*Aim of the exercise*
Can you output, unchanged, every line of the data below from the line containing "Task | locate the dry" through the last line of the data, both ends included?

+ + +

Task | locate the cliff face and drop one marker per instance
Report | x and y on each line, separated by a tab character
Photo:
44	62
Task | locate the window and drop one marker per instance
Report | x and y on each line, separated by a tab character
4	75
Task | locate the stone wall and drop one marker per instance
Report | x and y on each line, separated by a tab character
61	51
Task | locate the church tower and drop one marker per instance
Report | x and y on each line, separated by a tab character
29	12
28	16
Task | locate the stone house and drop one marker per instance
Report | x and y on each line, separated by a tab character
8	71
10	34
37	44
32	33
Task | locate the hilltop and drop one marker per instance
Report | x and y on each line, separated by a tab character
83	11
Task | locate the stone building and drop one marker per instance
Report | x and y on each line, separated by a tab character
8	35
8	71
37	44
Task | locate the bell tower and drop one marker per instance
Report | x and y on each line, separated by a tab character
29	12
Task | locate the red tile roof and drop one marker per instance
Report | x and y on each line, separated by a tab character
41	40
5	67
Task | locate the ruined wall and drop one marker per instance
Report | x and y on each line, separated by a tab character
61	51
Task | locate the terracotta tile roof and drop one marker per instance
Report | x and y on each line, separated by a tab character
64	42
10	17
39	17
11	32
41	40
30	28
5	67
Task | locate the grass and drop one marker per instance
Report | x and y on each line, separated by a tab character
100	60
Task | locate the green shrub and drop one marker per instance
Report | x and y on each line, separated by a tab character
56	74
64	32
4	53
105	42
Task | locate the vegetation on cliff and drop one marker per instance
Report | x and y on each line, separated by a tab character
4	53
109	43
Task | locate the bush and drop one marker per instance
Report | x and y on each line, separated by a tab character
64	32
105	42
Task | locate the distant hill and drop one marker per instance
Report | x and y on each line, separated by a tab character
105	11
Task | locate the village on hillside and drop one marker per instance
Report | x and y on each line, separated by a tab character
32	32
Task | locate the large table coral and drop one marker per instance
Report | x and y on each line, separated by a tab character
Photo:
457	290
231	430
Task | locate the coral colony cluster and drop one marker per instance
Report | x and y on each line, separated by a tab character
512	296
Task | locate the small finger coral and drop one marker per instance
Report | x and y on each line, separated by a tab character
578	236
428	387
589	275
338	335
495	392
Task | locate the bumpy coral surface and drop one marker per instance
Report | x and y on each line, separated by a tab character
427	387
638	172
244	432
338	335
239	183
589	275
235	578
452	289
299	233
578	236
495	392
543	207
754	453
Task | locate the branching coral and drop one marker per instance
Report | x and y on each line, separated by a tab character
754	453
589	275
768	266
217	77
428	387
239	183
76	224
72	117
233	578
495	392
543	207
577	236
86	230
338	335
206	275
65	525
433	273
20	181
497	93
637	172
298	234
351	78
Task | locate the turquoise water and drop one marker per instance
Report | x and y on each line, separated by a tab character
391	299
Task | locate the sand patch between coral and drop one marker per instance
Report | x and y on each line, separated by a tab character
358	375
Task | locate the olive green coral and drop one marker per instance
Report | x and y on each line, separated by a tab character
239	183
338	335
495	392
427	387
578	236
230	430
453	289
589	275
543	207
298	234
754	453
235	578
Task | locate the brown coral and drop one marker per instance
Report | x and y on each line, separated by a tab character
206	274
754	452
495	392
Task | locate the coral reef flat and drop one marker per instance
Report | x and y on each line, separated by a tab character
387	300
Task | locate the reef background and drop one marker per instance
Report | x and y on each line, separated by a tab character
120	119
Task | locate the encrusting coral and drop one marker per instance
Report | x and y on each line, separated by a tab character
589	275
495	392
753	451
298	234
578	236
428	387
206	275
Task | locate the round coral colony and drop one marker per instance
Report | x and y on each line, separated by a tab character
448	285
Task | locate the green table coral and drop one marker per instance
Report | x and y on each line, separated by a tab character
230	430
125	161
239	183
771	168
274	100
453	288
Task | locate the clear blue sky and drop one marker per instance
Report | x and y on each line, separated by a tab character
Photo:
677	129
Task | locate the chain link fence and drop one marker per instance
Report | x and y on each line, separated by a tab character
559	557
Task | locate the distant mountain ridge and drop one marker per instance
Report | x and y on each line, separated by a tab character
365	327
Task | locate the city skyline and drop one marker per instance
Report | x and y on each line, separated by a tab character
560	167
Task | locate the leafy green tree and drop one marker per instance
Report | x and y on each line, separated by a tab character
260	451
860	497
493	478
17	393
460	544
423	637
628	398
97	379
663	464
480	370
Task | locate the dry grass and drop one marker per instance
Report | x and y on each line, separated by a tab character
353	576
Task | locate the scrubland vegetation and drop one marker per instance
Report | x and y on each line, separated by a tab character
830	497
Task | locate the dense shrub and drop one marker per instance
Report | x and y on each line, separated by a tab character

+ + +

*Task output*
Task | locate the dry grass and drop one marker per instance
Report | x and y on each line, separated by a tab character
353	576
Task | locate the scrubland vegetation and drop one marker per instance
Report | x and y on each line, separated by a tab character
830	497
Task | locate the dense shrub and drop one marker per instance
Report | x and y on each line, separated by a tab character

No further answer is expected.